> TEXTE RETENU
-*-*-

Cornelia Hummel: Non car la structure de votre échantillon est particulière et les résultats ne peuvent pas être extrapolés à la population suisse, ni même romande. Un journal comme le vôtre a un lectorat spécifique, contrairement à 20 minutes que tout le monde lit pour passer le temps. Ceux qui vous ont répondu, étonnamment nombreux par ailleurs, ont un niveau d’éducation très élevé; il y a une surreprésentation d’étudiants ou ex-étudiants en HES et université. Cela a un impact fort sur les résultats. Ceci dit, vos résultats sont très intéressants car ils concernent un segment de population particulier, les urbains éduqués, qui est souvent le premier à adopter des nouvelles normes et des nouvelles pratiques. Vos répondants se sentent concernés par la politique, et probablement par les questions liées à la citoyenneté au sens large: le chiffre de 90% de votants est, par exemple, très élevé, le double du taux de participation effectif qui tourne autour de 45%.


- Qu’en est-il de la précarité dénoncée par les plus jeunes?

- On a probablement à faire à un double effet: d’une part, ce qu’on appelle l’effet position dans le parcours de vie, c’est-à-dire qu’un jeune débutant dans la vie active est forcément moins installé que ses aînés; d’autre part, on peut voir là la trace d’un effet de génération qui a été bien montré par les travaux du sociologue français Louis Chauvel. En étudiant les conditions de vie de plusieurs cohortes de naissance (personnes nées en 1910, 1920, etc.), notamment sur le pouvoir d’achat, la position professionnelle, le niveau d’éducation, on voit une amélioration des conditions de vie à chaque génération jusque dans les années 1960. Ensuite, la situation de la génération qui suit est plus difficile que celle de ses parents.

-*-*-

> EXTRAIT DES DONNÉES
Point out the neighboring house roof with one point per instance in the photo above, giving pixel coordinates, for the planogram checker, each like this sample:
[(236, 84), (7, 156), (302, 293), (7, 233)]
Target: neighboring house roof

-*-*-

> CONSIGNES
a - Renvoyez le passage de l'entretien avec Cornelia Hummel qui commence à « - Qu’en est-il » et se termine à « de ses parents. ».
b - Reprenez l'entretien avec Cornelia Hummel à la suite de sa dernière phrase.

> RÉPONSES PAR CONSIGNE
a -
- Qu’en est-il de la précarité dénoncée par les plus jeunes?

- On a probablement à faire à un double effet: d’une part, ce qu’on appelle l’effet position dans le parcours de vie, c’est-à-dire qu’un jeune débutant dans la vie active est forcément moins installé que ses aînés; d’autre part, on peut voir là la trace d’un effet de génération qui a été bien montré par les travaux du sociologue français Louis Chauvel. En étudiant les conditions de vie de plusieurs cohortes de naissance (personnes nées en 1910, 1920, etc.), notamment sur le pouvoir d’achat, la position professionnelle, le niveau d’éducation, on voit une amélioration des conditions de vie à chaque génération jusque dans les années 1960. Ensuite, la situation de la génération qui suit est plus difficile que celle de ses parents.

b -
- La seule différence idéologique claire qui nous soit apparue concerne le féminisme. Tout le monde se dit féministe mais les moins de 29 ans visent en priorité la lutte contre le sexisme tandis que les plus âgés revendiquent l’égalité salariale.

- Il s’agit sans doute plus d’égalitarisme que de féminisme. Concernant les priorités, les moins de trente ans considèrent certainement l’inégalité salariale comme une conséquence du sexisme, d’où l’importance de lutter contre la cause. Les aînés, eux, ont été en contact avec les combats féministes des années 1970, à une époque où l’on ne parlait pas de sexisme, mais plutôt de société patriarcale. La question a été comprise différemment selon les générations présentes dans votre échantillon.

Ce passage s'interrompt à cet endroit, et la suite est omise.